» TEXT PROVIDED
Emerging Adulthood as a Developmental Period

Historically, early adulthood was considered to last from the end of adolescence (approximately age 18) until the beginning of middle adulthood (age 40 or 45). More recently, developmentalists in industrialized societies have divided this 25 year age period into two separate stages: Emerging adulthood followed by early adulthood. Although these age periods differ in their physical, cognitive, and social development, overall the age period from 18 to 40 is generally a time of peak physical capacities and the emergence of more mature cognitive development, financial independence, and the establishment of intimate relationships.

Emerging Adulthood Defined

Emerging adulthood is the period between the late teens and early twenties; ages 18-25, although some researchers have included up to age 29 in their definitions (Society for the Study of Emerging Adulthood, 2025). Researchers argue that emerging adulthood is neither adolescence nor is it young adulthood (Arnett, 2000, 2023; Nelson, 2021). Many individuals in this age period have left behind the relative dependency of childhood and adolescence but have not yet taken on the responsibilities of adulthood. “Emerging adulthood is a time of life when many different directions remain possible, when little about the future is decided for certain, when the scope of independent exploration of life’s possibilities is greater for most people than it will be at any other period of the life course” (Arnett, 2000, p. 469).

Arnett identified five characteristics of emerging adulthood that distinguish it from adolescence and young adulthood (Arnett, 2006).

  1. It is the age of identity exploration. In 1950, Erik Erikson proposed that it was during adolescence that humans wrestled with the question of identity. Yet, even Erikson (1968) commented on a trend during the 20th century of a “prolonged adolescence” in industrialized societies. Today, most identity development occurs during the late teens and early twenties rather than adolescence. It is during emerging adulthood that people are exploring their career choices and ideas about intimate relationships, setting the foundation for adulthood.

» DATASET RECORDS

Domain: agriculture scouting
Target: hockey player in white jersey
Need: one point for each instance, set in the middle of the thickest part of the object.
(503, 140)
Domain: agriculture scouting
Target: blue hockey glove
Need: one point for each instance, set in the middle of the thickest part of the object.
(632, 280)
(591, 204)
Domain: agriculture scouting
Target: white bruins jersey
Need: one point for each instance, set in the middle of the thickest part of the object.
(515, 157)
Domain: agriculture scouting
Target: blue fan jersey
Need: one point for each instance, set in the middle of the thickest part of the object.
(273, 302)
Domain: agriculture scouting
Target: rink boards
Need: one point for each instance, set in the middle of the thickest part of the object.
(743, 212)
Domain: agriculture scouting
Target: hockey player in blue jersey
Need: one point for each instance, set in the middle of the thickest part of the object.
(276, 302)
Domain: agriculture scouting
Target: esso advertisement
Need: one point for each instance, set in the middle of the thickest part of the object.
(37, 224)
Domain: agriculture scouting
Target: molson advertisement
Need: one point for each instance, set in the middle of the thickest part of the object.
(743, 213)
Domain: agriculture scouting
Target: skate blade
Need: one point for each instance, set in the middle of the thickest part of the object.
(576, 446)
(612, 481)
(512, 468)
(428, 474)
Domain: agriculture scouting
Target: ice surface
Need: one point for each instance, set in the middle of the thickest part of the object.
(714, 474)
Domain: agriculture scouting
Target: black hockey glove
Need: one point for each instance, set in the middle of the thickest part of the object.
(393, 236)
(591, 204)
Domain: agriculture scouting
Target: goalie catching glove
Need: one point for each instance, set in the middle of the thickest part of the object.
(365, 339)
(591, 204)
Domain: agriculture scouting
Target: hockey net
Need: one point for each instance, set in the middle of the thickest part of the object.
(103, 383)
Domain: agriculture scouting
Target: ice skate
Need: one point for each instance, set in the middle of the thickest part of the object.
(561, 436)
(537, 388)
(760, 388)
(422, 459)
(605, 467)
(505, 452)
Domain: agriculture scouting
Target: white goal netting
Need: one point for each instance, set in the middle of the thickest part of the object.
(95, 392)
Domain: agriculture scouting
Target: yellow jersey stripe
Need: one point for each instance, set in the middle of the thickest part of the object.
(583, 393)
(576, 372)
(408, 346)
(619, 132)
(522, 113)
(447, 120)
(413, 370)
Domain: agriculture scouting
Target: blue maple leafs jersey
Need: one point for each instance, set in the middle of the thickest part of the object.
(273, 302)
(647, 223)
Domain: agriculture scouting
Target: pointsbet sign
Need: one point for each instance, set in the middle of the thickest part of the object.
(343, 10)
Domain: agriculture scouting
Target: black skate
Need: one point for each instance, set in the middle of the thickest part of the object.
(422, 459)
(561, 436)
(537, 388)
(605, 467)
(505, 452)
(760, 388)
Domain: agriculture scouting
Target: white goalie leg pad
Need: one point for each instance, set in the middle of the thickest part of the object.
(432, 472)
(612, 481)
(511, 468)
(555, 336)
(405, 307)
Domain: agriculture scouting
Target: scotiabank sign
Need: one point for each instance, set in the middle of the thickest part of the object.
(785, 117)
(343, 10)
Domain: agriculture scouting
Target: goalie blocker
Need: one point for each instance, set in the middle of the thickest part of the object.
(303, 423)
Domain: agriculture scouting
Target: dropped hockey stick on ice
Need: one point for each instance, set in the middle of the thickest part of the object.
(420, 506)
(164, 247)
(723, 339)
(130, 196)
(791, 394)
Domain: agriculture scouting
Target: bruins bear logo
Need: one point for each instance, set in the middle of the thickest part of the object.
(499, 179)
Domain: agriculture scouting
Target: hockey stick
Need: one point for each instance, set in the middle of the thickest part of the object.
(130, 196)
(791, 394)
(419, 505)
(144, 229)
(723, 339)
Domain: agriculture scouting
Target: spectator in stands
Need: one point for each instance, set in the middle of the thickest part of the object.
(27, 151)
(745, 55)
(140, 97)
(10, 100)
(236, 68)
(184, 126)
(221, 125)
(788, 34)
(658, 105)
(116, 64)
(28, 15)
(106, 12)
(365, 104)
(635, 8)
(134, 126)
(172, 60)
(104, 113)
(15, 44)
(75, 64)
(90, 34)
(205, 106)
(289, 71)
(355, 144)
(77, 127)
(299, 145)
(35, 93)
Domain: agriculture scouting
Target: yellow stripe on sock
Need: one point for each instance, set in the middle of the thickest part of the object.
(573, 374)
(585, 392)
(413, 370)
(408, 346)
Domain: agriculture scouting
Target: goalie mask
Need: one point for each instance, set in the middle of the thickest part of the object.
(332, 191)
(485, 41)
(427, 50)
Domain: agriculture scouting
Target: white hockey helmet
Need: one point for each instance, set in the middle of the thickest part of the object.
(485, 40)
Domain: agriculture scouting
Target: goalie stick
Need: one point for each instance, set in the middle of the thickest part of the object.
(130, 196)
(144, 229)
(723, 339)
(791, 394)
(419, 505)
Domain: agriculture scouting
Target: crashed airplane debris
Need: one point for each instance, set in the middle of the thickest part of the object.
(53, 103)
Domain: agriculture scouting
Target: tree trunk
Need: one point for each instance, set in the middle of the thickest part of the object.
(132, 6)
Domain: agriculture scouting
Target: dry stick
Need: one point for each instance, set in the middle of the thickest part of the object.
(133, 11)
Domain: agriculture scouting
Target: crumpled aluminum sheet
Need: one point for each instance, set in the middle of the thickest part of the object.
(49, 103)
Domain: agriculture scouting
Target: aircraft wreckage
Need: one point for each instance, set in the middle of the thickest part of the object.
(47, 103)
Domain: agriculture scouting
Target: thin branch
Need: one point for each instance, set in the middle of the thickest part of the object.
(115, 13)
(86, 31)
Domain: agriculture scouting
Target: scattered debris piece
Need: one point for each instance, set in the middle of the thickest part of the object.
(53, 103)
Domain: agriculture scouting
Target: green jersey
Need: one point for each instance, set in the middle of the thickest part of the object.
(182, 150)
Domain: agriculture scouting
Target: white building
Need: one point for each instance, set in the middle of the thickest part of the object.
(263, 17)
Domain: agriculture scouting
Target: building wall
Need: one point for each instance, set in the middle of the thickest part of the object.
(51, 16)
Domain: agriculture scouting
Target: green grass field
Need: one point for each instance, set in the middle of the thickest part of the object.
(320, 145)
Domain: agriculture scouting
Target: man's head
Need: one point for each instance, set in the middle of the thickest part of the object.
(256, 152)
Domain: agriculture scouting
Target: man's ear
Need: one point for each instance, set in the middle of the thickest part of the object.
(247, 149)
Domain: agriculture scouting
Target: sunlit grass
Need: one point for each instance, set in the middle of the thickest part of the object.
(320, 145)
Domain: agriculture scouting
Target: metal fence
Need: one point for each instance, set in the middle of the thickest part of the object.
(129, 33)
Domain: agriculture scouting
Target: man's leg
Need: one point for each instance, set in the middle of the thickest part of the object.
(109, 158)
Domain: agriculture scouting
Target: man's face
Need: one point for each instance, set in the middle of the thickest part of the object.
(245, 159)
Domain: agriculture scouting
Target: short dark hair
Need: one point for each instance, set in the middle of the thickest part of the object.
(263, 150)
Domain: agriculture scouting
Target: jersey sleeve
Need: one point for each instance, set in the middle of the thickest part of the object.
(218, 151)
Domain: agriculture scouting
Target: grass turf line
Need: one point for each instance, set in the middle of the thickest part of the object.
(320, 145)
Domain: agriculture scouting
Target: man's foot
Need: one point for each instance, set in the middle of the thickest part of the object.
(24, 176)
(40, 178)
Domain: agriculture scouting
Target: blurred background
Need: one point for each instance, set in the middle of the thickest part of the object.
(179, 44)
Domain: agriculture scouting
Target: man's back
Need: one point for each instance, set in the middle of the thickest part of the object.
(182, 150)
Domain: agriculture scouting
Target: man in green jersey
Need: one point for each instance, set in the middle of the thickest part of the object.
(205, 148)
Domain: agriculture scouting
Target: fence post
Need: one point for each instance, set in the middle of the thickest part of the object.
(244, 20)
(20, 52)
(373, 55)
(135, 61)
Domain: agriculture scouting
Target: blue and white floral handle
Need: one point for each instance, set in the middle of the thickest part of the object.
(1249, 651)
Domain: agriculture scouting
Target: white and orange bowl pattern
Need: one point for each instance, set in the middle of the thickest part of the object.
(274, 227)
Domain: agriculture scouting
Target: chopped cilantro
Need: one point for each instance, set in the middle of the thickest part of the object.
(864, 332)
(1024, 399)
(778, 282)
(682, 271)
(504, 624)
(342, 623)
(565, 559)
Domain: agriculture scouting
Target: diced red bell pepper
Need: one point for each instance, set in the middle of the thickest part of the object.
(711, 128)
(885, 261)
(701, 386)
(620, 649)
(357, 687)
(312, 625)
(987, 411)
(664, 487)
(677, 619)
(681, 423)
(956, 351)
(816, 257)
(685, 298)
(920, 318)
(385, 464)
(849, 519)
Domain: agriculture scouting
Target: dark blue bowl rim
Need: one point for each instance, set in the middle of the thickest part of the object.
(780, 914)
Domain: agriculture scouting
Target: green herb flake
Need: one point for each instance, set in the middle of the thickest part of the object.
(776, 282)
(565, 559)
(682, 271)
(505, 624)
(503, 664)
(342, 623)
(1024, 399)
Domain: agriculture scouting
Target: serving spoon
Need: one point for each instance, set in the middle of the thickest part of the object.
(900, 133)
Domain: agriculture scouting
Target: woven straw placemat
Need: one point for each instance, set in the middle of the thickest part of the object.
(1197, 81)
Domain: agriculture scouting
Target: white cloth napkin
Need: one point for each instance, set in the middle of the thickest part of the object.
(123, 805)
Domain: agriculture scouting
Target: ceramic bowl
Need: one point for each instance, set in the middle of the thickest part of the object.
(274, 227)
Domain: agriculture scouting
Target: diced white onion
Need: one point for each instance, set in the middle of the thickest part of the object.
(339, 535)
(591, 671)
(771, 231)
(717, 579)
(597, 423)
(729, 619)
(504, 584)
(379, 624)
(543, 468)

» WHAT TO DO
[1] According to the text on emerging adulthood, what ages make up the period of emerging adulthood?
[2] In the text on emerging adulthood, rewrite the passage from "Emerging Adulthood as" to "of intimate relationships.", replacing "developmentalists" with "psychologists".

» ANSWER SET
[1] Ages 18 to 25, though some researchers include up to age 29.

[2]
Emerging Adulthood as a Developmental Period

Historically, early adulthood was considered to last from the end of adolescence (approximately age 18) until the beginning of middle adulthood (age 40 or 45). More recently, psychologists in industrialized societies have divided this 25 year age period into two separate stages: Emerging adulthood followed by early adulthood. Although these age periods differ in their physical, cognitive, and social development, overall the age period from 18 to 40 is generally a time of peak physical capacities and the emergence of more mature cognitive development, financial independence, and the establishment of intimate relationships.